▸ **GOAL OF THE EXERCISE**
Arrange every line of the material below as a numbered list, omitting any blank lines.
[Start RAW DATA]
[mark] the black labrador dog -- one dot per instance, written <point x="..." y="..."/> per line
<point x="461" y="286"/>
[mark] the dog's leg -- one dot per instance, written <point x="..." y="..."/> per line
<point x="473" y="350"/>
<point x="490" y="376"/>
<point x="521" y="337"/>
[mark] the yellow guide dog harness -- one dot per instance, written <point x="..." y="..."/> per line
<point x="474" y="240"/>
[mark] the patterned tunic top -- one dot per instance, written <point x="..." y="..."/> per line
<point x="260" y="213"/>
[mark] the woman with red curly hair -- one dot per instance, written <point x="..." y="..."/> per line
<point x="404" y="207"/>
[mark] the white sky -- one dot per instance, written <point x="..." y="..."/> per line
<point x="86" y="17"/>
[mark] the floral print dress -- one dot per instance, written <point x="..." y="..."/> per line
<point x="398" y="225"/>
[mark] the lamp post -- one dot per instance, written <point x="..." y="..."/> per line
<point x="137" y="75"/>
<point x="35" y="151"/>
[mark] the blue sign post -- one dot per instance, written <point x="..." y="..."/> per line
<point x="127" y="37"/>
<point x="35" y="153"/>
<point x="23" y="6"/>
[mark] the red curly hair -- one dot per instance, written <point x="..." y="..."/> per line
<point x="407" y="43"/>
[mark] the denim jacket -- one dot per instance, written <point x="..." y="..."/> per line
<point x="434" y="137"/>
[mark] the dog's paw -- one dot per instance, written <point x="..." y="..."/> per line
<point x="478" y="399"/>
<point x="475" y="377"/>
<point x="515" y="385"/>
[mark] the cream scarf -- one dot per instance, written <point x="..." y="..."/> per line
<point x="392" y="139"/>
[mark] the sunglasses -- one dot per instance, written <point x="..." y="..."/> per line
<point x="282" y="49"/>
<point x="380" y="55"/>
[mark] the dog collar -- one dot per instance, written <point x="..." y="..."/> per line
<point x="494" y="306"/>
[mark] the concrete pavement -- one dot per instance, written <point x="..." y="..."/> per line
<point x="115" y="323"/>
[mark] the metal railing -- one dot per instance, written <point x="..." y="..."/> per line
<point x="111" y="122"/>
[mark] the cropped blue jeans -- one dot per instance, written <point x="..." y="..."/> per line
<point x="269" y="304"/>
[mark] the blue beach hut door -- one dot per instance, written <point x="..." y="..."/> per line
[End RAW DATA]
▸ **ANSWER TO THIS EXERCISE**
1. [mark] the black labrador dog -- one dot per instance, written <point x="..." y="..."/> per line
2. <point x="461" y="286"/>
3. [mark] the dog's leg -- one dot per instance, written <point x="..." y="..."/> per line
4. <point x="473" y="350"/>
5. <point x="490" y="376"/>
6. <point x="521" y="337"/>
7. [mark] the yellow guide dog harness -- one dot per instance, written <point x="..." y="..."/> per line
8. <point x="474" y="240"/>
9. [mark] the patterned tunic top -- one dot per instance, written <point x="..." y="..."/> per line
10. <point x="260" y="213"/>
11. [mark] the woman with red curly hair -- one dot per instance, written <point x="..." y="..."/> per line
12. <point x="404" y="207"/>
13. [mark] the white sky -- one dot per instance, written <point x="..." y="..."/> per line
14. <point x="86" y="17"/>
15. [mark] the floral print dress -- one dot per instance, written <point x="..." y="..."/> per line
16. <point x="398" y="225"/>
17. [mark] the lamp post -- one dot per instance, written <point x="..." y="..."/> per line
18. <point x="137" y="75"/>
19. <point x="35" y="151"/>
20. [mark] the blue sign post -- one dot per instance, written <point x="..." y="..."/> per line
21. <point x="127" y="37"/>
22. <point x="35" y="153"/>
23. <point x="23" y="6"/>
24. [mark] the red curly hair -- one dot per instance, written <point x="..." y="..."/> per line
25. <point x="407" y="43"/>
26. [mark] the denim jacket -- one dot per instance, written <point x="..." y="..."/> per line
27. <point x="434" y="137"/>
28. [mark] the dog's paw -- one dot per instance, written <point x="..." y="..."/> per line
29. <point x="478" y="399"/>
30. <point x="475" y="377"/>
31. <point x="515" y="385"/>
32. [mark] the cream scarf -- one dot per instance, written <point x="..." y="..."/> per line
33. <point x="392" y="139"/>
34. [mark] the sunglasses -- one dot per instance, written <point x="..." y="..."/> per line
35. <point x="282" y="49"/>
36. <point x="380" y="55"/>
37. [mark] the dog collar -- one dot per instance, written <point x="..." y="..."/> per line
38. <point x="494" y="306"/>
39. [mark] the concrete pavement -- one dot per instance, written <point x="..." y="..."/> per line
40. <point x="115" y="323"/>
41. [mark] the metal railing -- one dot per instance, written <point x="..." y="..."/> per line
42. <point x="111" y="122"/>
43. [mark] the cropped blue jeans -- one dot per instance, written <point x="..." y="..."/> per line
44. <point x="269" y="304"/>
45. [mark] the blue beach hut door -- one dot per instance, written <point x="..." y="..."/> per line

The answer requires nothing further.